Une crise de l’acier qui va perdurer

Février 2022 - Le Syndicat des Equipements de la Route alerte les donneurs d’ordre sur la crise des matières premières qui met en péril les fabricants et poseurs de dispositifs de retenue routiers et appelle à un dialogue constructif.

Les équipementiers de la route dans la tourmente

Depuis octobre 2020, la filière des fabricants et installateurs de dispositifs de retenue routiers est violemment impactée par la hausse brutale du coût des matières premières, celle de l’acier (coil laminé à chaud) en particulier.

Le prix de la tonne de bobine laminée à chaud utilisée pour fabriquer les glissières de sécurité a en effet doublé en janvier 2022 par rapport à la situation d’avant-crise ; et rappelons même qu’en novembre dernier, celui-ci avait triplé. Aujourd’hui, le coût de l’acier se stabilise sur ce plateau haut, ce qui représente pour les industriels un doublement du prix de leur matière première.

A cette augmentation de prix s’est greffé un phénomène de pénurie.

▶ [Données de localisation de points]
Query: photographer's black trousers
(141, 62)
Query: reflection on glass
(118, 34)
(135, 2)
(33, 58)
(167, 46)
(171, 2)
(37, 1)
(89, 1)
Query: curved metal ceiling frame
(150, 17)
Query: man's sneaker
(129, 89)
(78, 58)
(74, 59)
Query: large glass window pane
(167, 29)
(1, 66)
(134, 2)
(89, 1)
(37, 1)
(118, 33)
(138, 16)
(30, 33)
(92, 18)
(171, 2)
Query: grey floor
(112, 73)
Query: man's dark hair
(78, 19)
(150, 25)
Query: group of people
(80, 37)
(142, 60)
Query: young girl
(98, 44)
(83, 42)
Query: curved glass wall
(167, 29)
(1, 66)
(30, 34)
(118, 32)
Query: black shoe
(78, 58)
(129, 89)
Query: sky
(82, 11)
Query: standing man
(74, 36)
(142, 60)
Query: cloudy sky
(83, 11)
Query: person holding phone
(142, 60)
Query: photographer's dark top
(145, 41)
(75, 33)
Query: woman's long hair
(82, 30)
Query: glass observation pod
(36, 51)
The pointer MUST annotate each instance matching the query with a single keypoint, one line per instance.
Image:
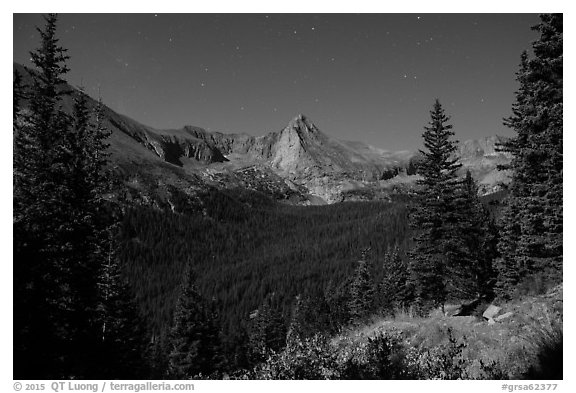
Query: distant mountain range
(298, 164)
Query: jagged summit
(302, 124)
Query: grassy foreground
(527, 344)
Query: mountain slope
(299, 163)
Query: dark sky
(370, 77)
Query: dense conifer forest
(230, 283)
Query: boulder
(491, 312)
(503, 316)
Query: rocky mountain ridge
(300, 160)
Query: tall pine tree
(194, 340)
(434, 215)
(361, 302)
(61, 218)
(531, 224)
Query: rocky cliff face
(300, 158)
(481, 157)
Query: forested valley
(233, 284)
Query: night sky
(370, 77)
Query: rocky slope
(300, 163)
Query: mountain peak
(302, 124)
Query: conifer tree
(472, 275)
(122, 342)
(194, 340)
(268, 331)
(40, 244)
(435, 214)
(531, 223)
(394, 292)
(361, 302)
(60, 215)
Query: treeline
(246, 258)
(74, 316)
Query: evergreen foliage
(435, 215)
(194, 341)
(455, 238)
(394, 292)
(361, 302)
(531, 223)
(72, 311)
(268, 330)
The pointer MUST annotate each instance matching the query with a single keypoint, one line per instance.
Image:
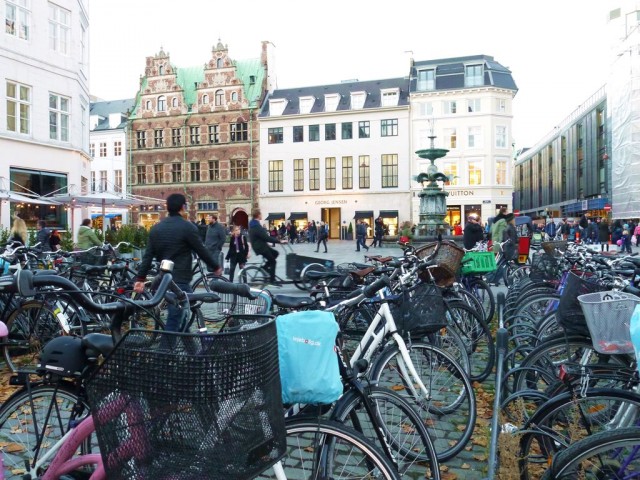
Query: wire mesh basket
(184, 406)
(608, 316)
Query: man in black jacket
(260, 239)
(175, 239)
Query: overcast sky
(556, 49)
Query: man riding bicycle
(259, 239)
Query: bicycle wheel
(23, 418)
(401, 425)
(607, 455)
(254, 276)
(30, 327)
(319, 449)
(448, 409)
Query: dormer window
(277, 106)
(357, 100)
(390, 97)
(306, 104)
(331, 101)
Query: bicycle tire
(318, 449)
(451, 402)
(18, 421)
(403, 428)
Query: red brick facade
(196, 132)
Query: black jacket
(175, 238)
(473, 233)
(259, 238)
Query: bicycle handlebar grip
(371, 290)
(240, 289)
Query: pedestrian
(238, 252)
(175, 239)
(361, 235)
(323, 234)
(215, 238)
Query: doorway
(331, 216)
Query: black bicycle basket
(184, 406)
(419, 309)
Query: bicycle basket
(419, 310)
(569, 313)
(184, 406)
(608, 316)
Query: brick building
(195, 131)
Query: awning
(298, 216)
(363, 214)
(389, 213)
(275, 216)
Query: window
(314, 133)
(214, 133)
(194, 171)
(474, 139)
(219, 98)
(157, 173)
(18, 108)
(389, 170)
(194, 135)
(426, 79)
(239, 169)
(59, 118)
(214, 170)
(450, 169)
(330, 173)
(475, 173)
(450, 107)
(501, 136)
(275, 135)
(298, 174)
(389, 128)
(363, 171)
(501, 173)
(330, 131)
(176, 172)
(118, 181)
(176, 137)
(363, 129)
(473, 76)
(18, 18)
(314, 174)
(141, 139)
(451, 138)
(473, 105)
(239, 132)
(275, 175)
(158, 138)
(347, 173)
(347, 131)
(59, 21)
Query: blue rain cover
(308, 362)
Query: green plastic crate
(478, 262)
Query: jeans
(176, 317)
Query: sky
(557, 50)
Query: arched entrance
(240, 217)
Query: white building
(108, 149)
(468, 103)
(44, 112)
(336, 153)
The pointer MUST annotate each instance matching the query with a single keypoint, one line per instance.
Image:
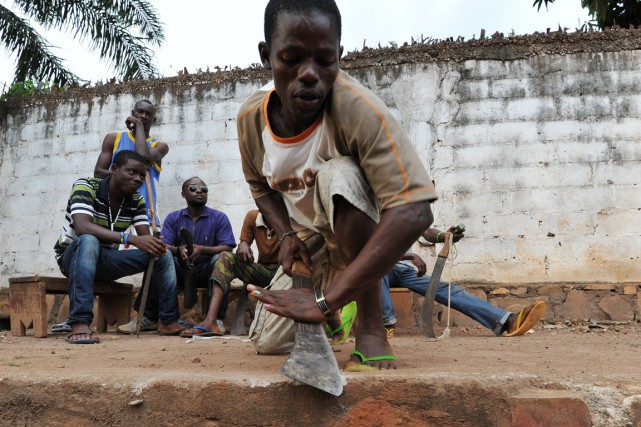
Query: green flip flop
(348, 315)
(362, 367)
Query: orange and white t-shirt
(354, 122)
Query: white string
(453, 253)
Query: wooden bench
(29, 305)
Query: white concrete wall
(538, 157)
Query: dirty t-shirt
(354, 122)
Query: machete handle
(445, 252)
(300, 269)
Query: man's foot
(520, 323)
(145, 325)
(172, 329)
(81, 334)
(373, 350)
(391, 331)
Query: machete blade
(425, 318)
(312, 359)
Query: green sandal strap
(373, 358)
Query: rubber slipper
(524, 324)
(362, 367)
(348, 315)
(206, 332)
(186, 324)
(89, 340)
(61, 327)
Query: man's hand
(419, 264)
(293, 248)
(132, 122)
(457, 233)
(297, 304)
(153, 246)
(198, 250)
(244, 252)
(182, 251)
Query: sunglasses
(194, 188)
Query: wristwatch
(322, 304)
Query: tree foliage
(608, 13)
(121, 31)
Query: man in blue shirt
(212, 234)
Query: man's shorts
(272, 334)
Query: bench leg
(113, 310)
(28, 307)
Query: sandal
(391, 332)
(362, 367)
(348, 315)
(90, 340)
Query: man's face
(130, 176)
(146, 113)
(195, 192)
(303, 59)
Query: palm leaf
(34, 59)
(118, 30)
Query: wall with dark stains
(533, 143)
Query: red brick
(549, 408)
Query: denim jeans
(404, 276)
(85, 260)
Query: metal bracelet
(322, 304)
(289, 233)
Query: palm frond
(107, 27)
(34, 59)
(70, 14)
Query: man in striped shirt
(99, 211)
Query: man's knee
(88, 245)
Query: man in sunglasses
(211, 233)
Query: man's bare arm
(273, 208)
(104, 158)
(398, 229)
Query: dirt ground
(600, 361)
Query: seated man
(210, 229)
(499, 321)
(241, 266)
(99, 211)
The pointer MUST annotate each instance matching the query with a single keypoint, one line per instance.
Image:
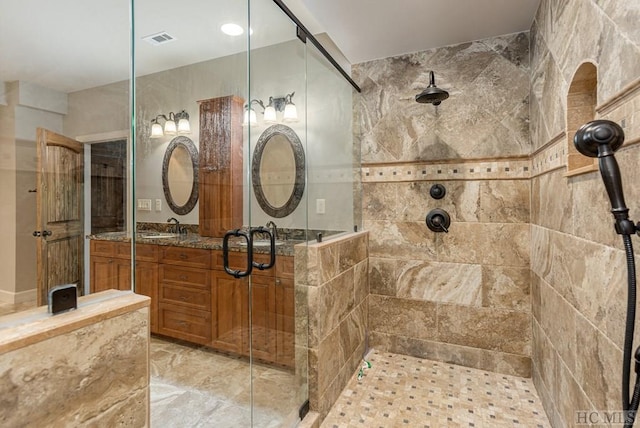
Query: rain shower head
(433, 94)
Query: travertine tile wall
(461, 297)
(577, 262)
(332, 275)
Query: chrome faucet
(274, 229)
(175, 227)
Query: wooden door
(220, 165)
(59, 219)
(108, 186)
(229, 309)
(263, 318)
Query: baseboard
(19, 297)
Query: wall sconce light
(276, 104)
(250, 117)
(175, 123)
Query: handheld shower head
(601, 138)
(432, 94)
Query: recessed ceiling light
(232, 29)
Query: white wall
(277, 71)
(28, 107)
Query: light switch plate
(144, 204)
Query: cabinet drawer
(103, 248)
(187, 276)
(284, 267)
(193, 257)
(122, 250)
(238, 261)
(145, 252)
(185, 296)
(185, 323)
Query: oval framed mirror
(277, 171)
(180, 175)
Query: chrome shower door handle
(272, 248)
(225, 253)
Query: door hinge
(304, 409)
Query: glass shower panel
(333, 151)
(276, 188)
(188, 194)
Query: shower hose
(630, 407)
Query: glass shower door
(276, 198)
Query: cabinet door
(285, 322)
(220, 163)
(229, 312)
(263, 318)
(123, 273)
(147, 285)
(103, 274)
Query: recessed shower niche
(581, 108)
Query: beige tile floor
(403, 391)
(195, 387)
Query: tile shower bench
(88, 366)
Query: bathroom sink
(260, 243)
(157, 235)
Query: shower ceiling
(372, 29)
(70, 45)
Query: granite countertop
(193, 240)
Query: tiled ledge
(484, 169)
(25, 328)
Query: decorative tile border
(552, 156)
(495, 169)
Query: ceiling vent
(160, 38)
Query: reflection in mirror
(180, 175)
(278, 171)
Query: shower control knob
(437, 191)
(438, 220)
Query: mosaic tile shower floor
(403, 391)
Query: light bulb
(184, 127)
(270, 114)
(290, 113)
(170, 127)
(250, 118)
(156, 131)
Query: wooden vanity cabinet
(285, 312)
(184, 294)
(194, 299)
(220, 165)
(272, 309)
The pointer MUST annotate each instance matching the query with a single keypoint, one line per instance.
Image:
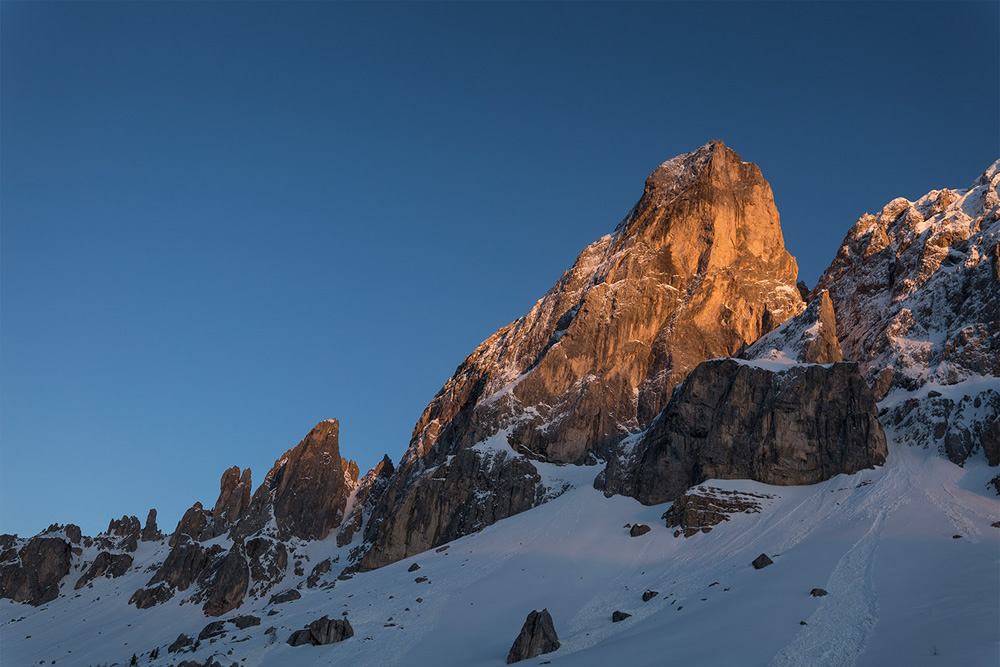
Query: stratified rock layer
(733, 420)
(915, 292)
(697, 270)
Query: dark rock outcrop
(34, 575)
(699, 510)
(191, 525)
(182, 641)
(914, 289)
(537, 636)
(122, 534)
(639, 529)
(810, 337)
(697, 270)
(285, 596)
(322, 631)
(228, 584)
(234, 498)
(370, 490)
(306, 490)
(733, 420)
(106, 564)
(150, 533)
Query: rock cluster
(733, 420)
(697, 270)
(914, 289)
(699, 510)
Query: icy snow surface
(902, 590)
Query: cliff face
(915, 289)
(696, 270)
(799, 424)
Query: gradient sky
(221, 223)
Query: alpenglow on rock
(916, 290)
(697, 270)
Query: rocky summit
(672, 384)
(697, 269)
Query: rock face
(734, 420)
(34, 572)
(696, 270)
(537, 636)
(234, 498)
(307, 489)
(322, 631)
(914, 289)
(809, 338)
(701, 509)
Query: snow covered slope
(902, 588)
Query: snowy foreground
(903, 590)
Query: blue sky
(221, 223)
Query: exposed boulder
(697, 270)
(182, 641)
(537, 636)
(106, 564)
(810, 337)
(34, 575)
(700, 509)
(734, 420)
(285, 596)
(322, 631)
(228, 584)
(639, 529)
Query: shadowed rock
(34, 575)
(537, 636)
(322, 631)
(734, 420)
(697, 270)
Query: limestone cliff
(697, 270)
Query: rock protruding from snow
(150, 532)
(733, 420)
(698, 269)
(537, 636)
(34, 572)
(306, 491)
(810, 337)
(322, 631)
(915, 290)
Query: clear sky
(221, 223)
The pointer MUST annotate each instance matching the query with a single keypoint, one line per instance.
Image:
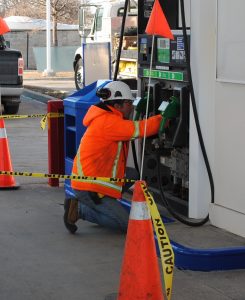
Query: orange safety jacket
(103, 148)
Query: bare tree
(65, 11)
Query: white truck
(105, 27)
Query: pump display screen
(171, 51)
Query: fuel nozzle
(170, 111)
(140, 106)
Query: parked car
(11, 77)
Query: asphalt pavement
(41, 260)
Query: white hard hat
(115, 90)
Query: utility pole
(48, 71)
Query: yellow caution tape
(73, 177)
(165, 248)
(43, 116)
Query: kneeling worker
(103, 152)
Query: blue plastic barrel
(75, 108)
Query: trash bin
(75, 108)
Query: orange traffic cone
(140, 275)
(6, 181)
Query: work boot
(71, 214)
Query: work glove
(140, 108)
(170, 112)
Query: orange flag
(157, 24)
(3, 26)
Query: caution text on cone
(140, 274)
(6, 182)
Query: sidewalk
(41, 260)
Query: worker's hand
(170, 112)
(172, 109)
(140, 108)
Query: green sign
(168, 75)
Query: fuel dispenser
(166, 156)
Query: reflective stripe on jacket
(103, 149)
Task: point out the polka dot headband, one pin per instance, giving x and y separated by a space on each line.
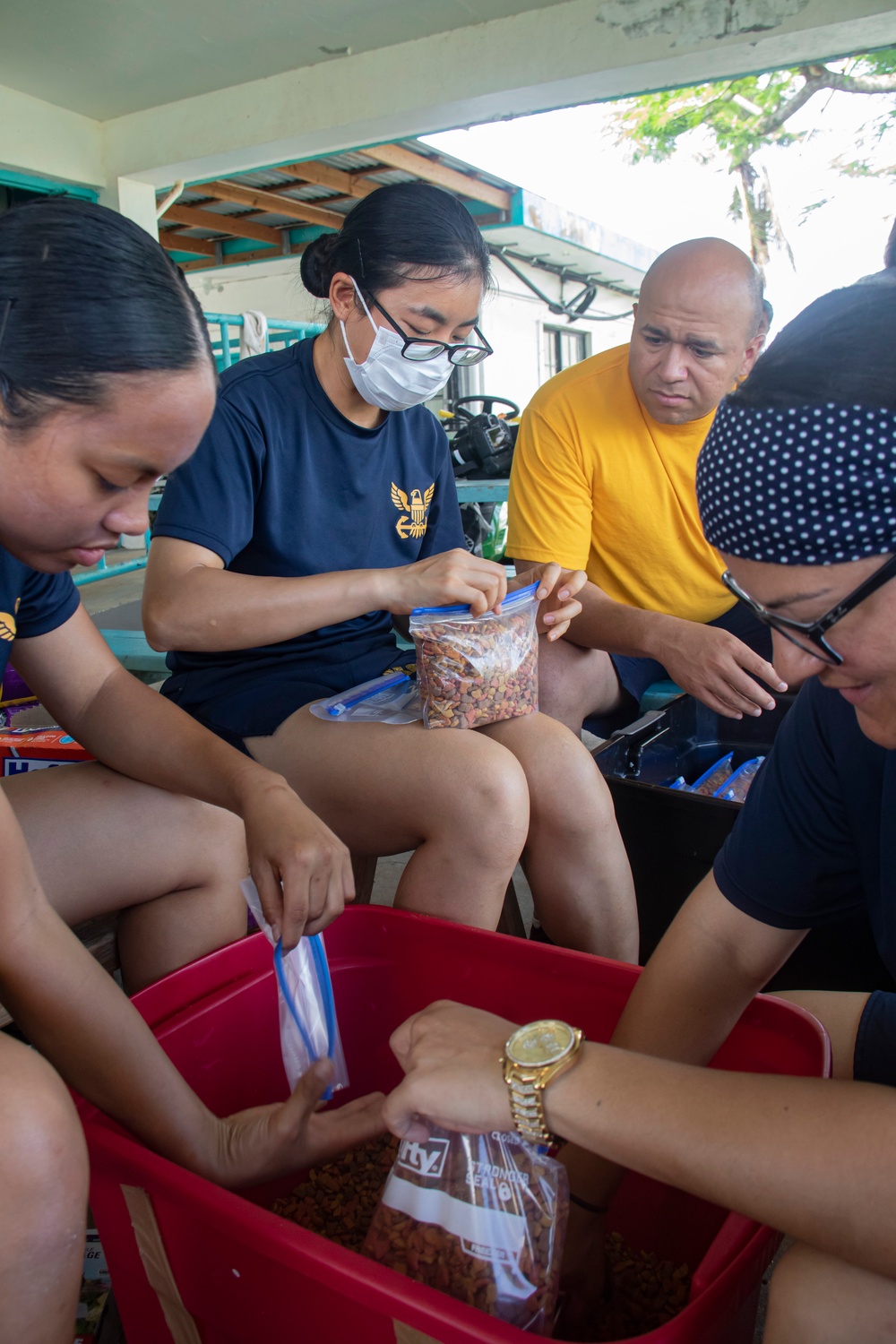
799 486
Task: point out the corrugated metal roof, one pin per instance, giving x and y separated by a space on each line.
573 247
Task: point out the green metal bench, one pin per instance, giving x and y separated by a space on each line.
134 652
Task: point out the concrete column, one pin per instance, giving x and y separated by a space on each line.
136 201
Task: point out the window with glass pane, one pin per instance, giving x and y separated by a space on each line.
563 349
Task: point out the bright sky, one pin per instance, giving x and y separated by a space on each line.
570 158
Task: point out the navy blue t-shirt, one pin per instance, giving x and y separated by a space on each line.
31 602
282 484
815 840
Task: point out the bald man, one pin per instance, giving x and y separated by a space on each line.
603 480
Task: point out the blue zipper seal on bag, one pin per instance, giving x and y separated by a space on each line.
325 986
511 599
351 701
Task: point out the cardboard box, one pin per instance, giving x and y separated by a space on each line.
38 749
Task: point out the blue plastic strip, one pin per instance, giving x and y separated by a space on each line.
511 599
327 995
281 980
383 685
327 991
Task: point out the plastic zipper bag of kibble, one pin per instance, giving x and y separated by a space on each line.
308 1026
479 1217
474 669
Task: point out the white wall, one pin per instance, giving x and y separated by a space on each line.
512 316
527 62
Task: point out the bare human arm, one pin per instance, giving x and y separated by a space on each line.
712 664
812 1158
193 602
303 871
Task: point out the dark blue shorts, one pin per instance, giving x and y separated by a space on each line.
874 1058
635 675
252 699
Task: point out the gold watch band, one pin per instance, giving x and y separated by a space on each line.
527 1085
527 1105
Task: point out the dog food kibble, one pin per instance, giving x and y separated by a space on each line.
642 1292
339 1201
477 671
517 1287
339 1198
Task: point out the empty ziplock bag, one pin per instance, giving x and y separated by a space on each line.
308 1027
737 787
392 698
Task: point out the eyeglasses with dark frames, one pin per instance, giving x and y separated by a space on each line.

▶ [Consigne A]
Relevez toutes les indications de date (mois ou année) présentes dans l'article sur la crise de l'acier.
▶ [Consigne B]
Poursuivez l'article sur la crise de l'acier après sa dernière phrase, s'il vous plaît.
Les entrées ne jouent aucun rôle dans ce travail.

▶ [Réponse attendue A]
Février 2022 ; octobre 2020 ; janvier 2022 ; novembre dernier.

▶ [Réponse attendue B]
En 2020, face à la crise mondiale liée au COVID-19, Arcelor Mittal, principal aciériste européen, a coupé ses hauts fourneaux. Leur redémarrage programmé en mai 2021 a été retardé de deux mois, vu le manque de visibilité quant aux besoins précis de ses clients.

Or la reprise économique post-confinement a été beaucoup plus soutenue que prévu, notamment en Asie. Après la fermeture de six de ses aciéries jugées trop polluantes, la Chine a décidé de limiter ses exportations pour faire face à la demande intérieure. De leur côté, les USA continuent d’importer massivement sur les marchés occidentaux. Quant à l’Europe, elle subit aujourd’hui le contre-coup de la crise de l’acier des années 2000 qui a entraîné la fermeture de plusieurs hauts fourneaux. En l’espace de cinq ans, la production européenne a enregistré une baisse de 30% (soit 22 millions de tonnes annuelles).

Des ventes à perte

La conjonction de la pandémie de COVID-19 et de cette pénurie mondiale a considérablement allongé les délais de livraison de l’acier et entraîné les cours à la hausse.

Grosses consommatrices d’acier, les entreprises de fourniture et pose de dispositifs de retenue ont été frappées de plein fouet. L’acier brut représente en effet 80 à 85% du coût d’achat par l’entreprise d’une glissière.

La galvanisation à chaud, elle, pèse pour 10 à 15% du coût. Or ce poste a également subi les fortes hausses du prix du zinc  ( + 50% en un an sur le London Metal Exchange) et de l’énergie nécessaire  pour chauffer les fours à 450°.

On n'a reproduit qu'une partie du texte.